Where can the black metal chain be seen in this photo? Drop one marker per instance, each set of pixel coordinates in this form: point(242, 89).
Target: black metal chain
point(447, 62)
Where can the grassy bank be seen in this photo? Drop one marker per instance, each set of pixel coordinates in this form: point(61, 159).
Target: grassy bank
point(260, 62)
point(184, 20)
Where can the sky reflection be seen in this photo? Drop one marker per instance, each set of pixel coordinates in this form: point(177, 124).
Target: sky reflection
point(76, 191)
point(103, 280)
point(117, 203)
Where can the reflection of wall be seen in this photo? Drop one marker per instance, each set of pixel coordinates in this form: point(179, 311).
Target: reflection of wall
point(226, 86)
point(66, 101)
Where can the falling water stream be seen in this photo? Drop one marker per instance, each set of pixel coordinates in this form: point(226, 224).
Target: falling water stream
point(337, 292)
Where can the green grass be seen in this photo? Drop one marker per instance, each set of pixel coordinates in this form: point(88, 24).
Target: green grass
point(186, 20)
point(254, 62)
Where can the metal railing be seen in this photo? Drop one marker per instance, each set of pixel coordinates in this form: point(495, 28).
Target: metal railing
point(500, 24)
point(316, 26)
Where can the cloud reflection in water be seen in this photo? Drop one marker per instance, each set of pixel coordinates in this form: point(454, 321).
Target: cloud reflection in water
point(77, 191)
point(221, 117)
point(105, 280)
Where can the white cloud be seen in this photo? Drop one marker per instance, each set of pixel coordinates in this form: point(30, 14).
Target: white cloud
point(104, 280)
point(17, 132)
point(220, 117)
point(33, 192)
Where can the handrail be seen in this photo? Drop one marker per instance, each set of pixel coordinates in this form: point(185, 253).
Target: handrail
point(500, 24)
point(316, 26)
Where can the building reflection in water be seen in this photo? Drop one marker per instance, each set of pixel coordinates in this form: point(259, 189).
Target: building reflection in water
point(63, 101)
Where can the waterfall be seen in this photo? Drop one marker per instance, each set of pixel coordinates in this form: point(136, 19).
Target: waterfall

**WORK INSTRUCTIONS:** Write out the entries above exactly as they appear, every line from first to last.

**RESULT OF THIS TASK:**
Where can the black metal chain be seen in this photo? Drop one marker per instance, each set of pixel coordinates in this form: point(242, 89).
Target: black metal chain
point(447, 62)
Where can the grassy bank be seen in this photo? Drop one marker per instance, each set of pixel coordinates in this form: point(61, 159).
Target: grassy bank
point(260, 62)
point(184, 20)
Where can the sky reflection be seen in this photo? Drop one marker per instance, each set of pixel coordinates in this form: point(177, 124).
Target: sky reflection
point(76, 191)
point(103, 280)
point(117, 203)
Where can the reflection of wall be seen in this photo? Drop one marker per instance, each set of pixel coordinates in this form: point(179, 311).
Target: reflection of wall
point(226, 86)
point(66, 101)
Where can the falling water stream be seen in this photo? Drop one marker per instance, each set of pixel coordinates in this form: point(226, 224).
Target: falling water stream
point(337, 292)
Where can the green grass be seen in this photo? Drop one marker per instance, each set of pixel coordinates in this form: point(88, 24).
Target: green grass
point(186, 20)
point(254, 62)
Where can the metal railing be seen in this photo? Drop one marker per instance, each set of pixel coordinates in this form: point(495, 28).
Target: metal railing
point(500, 24)
point(316, 26)
Where can the cloud reflection in water be seen in this photo? Drop one marker per instance, each set of pixel coordinates in this form: point(454, 321).
Target: cloud reflection in water
point(77, 191)
point(221, 117)
point(105, 280)
Where can the white cloud be seen in this photo? Drop one marker per instance, each set of pixel coordinates in this form: point(30, 14).
Target: white cloud
point(104, 280)
point(17, 132)
point(220, 117)
point(33, 192)
Where can the handrail be seen in this photo? Drop one marker per instance, each set of pixel coordinates in this form: point(185, 253).
Target: handrail
point(500, 24)
point(316, 26)
Where can the building reflection in water be seen in this photo? Drop one marker per instance, each set of pixel coordinates in this form: point(259, 189).
Target: building reflection in water
point(63, 101)
Where can the waterfall be seen in this photo? Drop one marker per instance, each set of pixel coordinates in this form: point(136, 19).
Target: waterfall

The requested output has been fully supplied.